#### [Set exercise]
Can you reproduce, character for character, the part of the records below that opens with the line containing "# test: point to the gibbon's head, one" and closes at the end of the records, including both that first line and the final one?

#### [Records to use]
*****

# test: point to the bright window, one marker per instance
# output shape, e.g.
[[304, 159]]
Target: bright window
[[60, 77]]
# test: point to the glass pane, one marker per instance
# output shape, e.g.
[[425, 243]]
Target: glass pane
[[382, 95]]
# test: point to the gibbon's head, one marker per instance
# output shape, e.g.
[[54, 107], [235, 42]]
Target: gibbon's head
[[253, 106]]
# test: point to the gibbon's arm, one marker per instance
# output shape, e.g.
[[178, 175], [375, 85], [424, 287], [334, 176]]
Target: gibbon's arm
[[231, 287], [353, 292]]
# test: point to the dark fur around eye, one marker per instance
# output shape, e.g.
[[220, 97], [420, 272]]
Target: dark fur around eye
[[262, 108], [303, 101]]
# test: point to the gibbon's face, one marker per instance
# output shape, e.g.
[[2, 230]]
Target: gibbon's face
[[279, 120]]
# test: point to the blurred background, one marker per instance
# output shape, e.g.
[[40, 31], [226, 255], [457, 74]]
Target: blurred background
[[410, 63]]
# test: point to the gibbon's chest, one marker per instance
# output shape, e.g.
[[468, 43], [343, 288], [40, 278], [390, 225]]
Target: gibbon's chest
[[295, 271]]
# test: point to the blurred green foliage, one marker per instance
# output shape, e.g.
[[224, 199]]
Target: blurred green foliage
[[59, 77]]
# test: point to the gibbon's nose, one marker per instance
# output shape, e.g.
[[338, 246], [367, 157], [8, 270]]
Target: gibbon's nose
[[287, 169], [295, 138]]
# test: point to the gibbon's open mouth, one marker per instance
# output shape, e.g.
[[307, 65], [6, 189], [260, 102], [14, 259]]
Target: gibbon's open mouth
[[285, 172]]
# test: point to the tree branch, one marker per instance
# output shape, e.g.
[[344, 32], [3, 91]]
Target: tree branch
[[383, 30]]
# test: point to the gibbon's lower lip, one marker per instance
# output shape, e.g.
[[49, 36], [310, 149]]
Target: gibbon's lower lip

*****

#### [Completed exercise]
# test: point to the gibbon's head, one marker per instance
# output shape, e.g.
[[54, 107], [235, 42]]
Target: gibbon's head
[[253, 106]]
# test: point to the gibbon's arm, one marker per instance
# output shape, e.g.
[[178, 175], [375, 85], [424, 287], [334, 176]]
Target: gibbon's arm
[[231, 287], [353, 292]]
# test: point to the dark fur around eye, one marker per instance
# output shape, e.g.
[[220, 97], [420, 272]]
Target: dark fur around eye
[[262, 108], [303, 101]]
# test: point to the gibbon's face, one marker per instance
# output shape, e.g.
[[2, 230]]
Target: gibbon's face
[[279, 120]]
# test: point to the blurred background, one marker per instance
# output shape, e.g.
[[40, 31], [226, 255], [457, 74]]
Target: blurred background
[[410, 63]]
# test: point to the gibbon's chest, one marker per instance
# output shape, e.g.
[[468, 43], [343, 288], [40, 278], [390, 225]]
Target: gibbon's chest
[[295, 271]]
# test: point to the blurred green foliage, one marker per instance
# output shape, e.g.
[[224, 199]]
Target: blurred green foliage
[[59, 77]]
# test: point to the gibbon's nose, one marker per instance
# output shape, e.g.
[[338, 246], [367, 157], [8, 270]]
Target: gibbon's nose
[[287, 169], [295, 138]]
# test: point to the gibbon's open mouth, one marker per instance
# output shape, e.g.
[[307, 65], [6, 189], [260, 102], [14, 259]]
Target: gibbon's open mouth
[[285, 172]]
# test: point to the tree branch, one marker per instance
# output shape, e.g.
[[344, 32], [3, 91]]
Target: tree branch
[[383, 30]]
# test: point to the gibbon's lower lip, one marker per instance
# output shape, e.g.
[[49, 36], [310, 149]]
Target: gibbon's lower lip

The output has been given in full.